Available data:

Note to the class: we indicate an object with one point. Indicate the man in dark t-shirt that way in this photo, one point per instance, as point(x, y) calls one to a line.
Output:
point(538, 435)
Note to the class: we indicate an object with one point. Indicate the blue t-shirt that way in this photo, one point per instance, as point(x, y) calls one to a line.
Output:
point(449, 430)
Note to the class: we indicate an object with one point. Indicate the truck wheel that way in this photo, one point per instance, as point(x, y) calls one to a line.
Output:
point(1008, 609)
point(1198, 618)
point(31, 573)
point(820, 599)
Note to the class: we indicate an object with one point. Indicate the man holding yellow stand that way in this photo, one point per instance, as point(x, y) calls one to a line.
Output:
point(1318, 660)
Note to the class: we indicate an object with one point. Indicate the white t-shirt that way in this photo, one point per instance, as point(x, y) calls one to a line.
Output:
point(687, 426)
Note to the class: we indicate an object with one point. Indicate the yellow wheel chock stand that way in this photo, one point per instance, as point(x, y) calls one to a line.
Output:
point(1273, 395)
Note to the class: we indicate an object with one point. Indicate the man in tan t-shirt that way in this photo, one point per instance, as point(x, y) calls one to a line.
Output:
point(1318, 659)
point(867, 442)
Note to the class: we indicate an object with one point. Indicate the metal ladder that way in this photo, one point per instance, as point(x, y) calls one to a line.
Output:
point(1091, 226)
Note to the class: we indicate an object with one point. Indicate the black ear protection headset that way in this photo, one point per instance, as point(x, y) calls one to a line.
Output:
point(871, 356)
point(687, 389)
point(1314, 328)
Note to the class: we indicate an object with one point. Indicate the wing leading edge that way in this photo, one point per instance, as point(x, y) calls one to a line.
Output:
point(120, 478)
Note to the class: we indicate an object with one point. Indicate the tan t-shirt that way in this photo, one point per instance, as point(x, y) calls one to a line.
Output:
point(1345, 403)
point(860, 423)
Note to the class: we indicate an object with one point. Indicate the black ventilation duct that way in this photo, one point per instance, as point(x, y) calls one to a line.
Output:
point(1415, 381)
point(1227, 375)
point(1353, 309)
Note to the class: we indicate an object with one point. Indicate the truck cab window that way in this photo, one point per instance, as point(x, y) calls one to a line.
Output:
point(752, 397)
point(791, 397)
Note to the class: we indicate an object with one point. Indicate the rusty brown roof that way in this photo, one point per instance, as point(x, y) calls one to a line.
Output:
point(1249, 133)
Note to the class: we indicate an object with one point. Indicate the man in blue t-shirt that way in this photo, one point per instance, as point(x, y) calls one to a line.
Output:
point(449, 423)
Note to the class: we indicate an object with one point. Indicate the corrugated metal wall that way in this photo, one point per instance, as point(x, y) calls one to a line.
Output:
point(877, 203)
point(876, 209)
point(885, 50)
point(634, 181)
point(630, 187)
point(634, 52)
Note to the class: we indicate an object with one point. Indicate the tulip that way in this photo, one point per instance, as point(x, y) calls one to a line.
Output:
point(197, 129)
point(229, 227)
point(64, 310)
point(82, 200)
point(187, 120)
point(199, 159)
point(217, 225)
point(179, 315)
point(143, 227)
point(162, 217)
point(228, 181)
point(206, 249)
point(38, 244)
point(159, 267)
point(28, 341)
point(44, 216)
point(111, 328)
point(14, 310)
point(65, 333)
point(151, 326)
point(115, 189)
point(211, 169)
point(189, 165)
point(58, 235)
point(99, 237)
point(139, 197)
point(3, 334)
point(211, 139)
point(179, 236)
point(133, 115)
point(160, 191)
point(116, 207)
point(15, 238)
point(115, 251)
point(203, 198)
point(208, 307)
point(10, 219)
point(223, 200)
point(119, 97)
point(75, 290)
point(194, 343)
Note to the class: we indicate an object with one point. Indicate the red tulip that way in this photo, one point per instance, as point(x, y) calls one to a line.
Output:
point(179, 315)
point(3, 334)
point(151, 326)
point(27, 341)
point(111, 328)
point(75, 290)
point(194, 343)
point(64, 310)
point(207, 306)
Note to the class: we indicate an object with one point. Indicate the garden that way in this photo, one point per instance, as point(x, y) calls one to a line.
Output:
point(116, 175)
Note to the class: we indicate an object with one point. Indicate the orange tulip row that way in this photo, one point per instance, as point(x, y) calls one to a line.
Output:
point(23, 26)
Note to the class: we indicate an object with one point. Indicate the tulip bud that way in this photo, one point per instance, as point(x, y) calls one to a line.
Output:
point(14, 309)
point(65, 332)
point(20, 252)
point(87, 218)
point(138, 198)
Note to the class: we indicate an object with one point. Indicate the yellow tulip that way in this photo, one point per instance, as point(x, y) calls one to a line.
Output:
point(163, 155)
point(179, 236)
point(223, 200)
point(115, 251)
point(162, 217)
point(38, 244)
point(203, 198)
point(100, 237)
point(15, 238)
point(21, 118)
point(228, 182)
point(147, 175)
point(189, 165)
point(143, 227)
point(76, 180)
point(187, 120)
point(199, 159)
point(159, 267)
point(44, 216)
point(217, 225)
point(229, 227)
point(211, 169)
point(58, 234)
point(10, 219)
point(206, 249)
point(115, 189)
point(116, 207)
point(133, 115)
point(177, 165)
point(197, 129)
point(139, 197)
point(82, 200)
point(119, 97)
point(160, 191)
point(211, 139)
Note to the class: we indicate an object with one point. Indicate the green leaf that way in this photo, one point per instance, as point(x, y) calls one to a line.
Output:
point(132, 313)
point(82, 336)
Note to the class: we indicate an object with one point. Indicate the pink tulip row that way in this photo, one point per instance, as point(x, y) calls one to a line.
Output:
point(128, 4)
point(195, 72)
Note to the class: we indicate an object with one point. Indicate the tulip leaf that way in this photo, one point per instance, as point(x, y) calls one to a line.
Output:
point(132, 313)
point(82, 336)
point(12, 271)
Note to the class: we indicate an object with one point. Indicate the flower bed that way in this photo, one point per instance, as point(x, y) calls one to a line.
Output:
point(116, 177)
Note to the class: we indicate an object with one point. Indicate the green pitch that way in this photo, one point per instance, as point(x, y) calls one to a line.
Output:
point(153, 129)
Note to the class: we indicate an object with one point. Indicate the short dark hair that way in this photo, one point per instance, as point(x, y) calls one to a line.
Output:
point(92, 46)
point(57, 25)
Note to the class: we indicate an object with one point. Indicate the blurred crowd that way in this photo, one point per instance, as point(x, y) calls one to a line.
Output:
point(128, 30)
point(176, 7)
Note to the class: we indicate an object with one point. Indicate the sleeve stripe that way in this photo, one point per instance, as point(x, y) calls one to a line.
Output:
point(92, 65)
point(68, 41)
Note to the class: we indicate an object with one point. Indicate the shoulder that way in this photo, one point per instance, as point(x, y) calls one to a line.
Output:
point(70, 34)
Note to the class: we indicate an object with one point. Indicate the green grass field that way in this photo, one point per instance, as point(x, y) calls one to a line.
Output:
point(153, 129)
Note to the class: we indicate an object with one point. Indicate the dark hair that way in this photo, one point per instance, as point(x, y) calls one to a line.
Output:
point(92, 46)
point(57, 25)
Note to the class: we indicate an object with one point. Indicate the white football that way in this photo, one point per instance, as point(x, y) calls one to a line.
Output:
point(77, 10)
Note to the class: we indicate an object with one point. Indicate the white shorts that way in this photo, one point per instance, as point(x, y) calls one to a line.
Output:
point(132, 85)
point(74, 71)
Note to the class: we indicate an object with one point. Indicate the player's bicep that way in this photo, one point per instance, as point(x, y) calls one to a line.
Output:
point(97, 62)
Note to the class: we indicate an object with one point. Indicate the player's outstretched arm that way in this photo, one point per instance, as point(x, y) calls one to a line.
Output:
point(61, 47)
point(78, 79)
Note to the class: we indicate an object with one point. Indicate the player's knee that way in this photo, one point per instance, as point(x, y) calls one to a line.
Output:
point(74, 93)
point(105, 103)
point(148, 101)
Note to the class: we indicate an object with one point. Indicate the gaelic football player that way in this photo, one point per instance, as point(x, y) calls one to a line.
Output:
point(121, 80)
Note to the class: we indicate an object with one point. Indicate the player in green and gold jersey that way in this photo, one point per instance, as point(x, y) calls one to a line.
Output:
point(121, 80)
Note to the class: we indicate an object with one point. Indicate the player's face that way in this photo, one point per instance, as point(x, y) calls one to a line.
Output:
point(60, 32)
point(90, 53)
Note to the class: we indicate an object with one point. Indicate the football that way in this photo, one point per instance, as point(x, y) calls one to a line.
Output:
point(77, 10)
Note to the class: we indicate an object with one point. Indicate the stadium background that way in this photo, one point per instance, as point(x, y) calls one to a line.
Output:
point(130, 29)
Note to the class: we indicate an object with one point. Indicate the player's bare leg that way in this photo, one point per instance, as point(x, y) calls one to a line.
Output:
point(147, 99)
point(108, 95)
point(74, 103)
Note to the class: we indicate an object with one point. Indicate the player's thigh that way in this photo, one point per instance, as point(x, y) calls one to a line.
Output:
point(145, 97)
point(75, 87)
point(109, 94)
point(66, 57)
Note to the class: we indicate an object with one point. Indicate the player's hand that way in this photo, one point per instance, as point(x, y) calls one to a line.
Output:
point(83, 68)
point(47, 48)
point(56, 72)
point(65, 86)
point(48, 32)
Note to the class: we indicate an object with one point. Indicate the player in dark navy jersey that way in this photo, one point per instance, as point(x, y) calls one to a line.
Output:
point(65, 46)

What this task involves:
Please reproduce every line of the rows above, from the line containing "the player's knee" through the line containing "point(90, 53)", adding 119 to each x and y coordinate in the answer points and leaving all other text unchanged.

Full solution:
Note to the class: we indicate an object with one point. Indicate the player's knee that way in this photo, one point per instance, as point(x, y) calls one to a line.
Output:
point(193, 212)
point(224, 222)
point(267, 220)
Note to the class: we indicate an object with one point. Indicate the gaelic football player that way in this photo, one point per instance, as point(x, y) calls one to a line.
Output:
point(240, 199)
Note to the class: we indicate an object with one point. Indicate the player in green and gold jersey that way in this photo, one point per instance, as point(x, y) calls one to a line.
Output:
point(240, 199)
Note to the class: we indicate an object with one point. Indicate the player's face that way in this photo, one point per instance, as point(x, y) calls one to a line.
Output:
point(179, 151)
point(209, 172)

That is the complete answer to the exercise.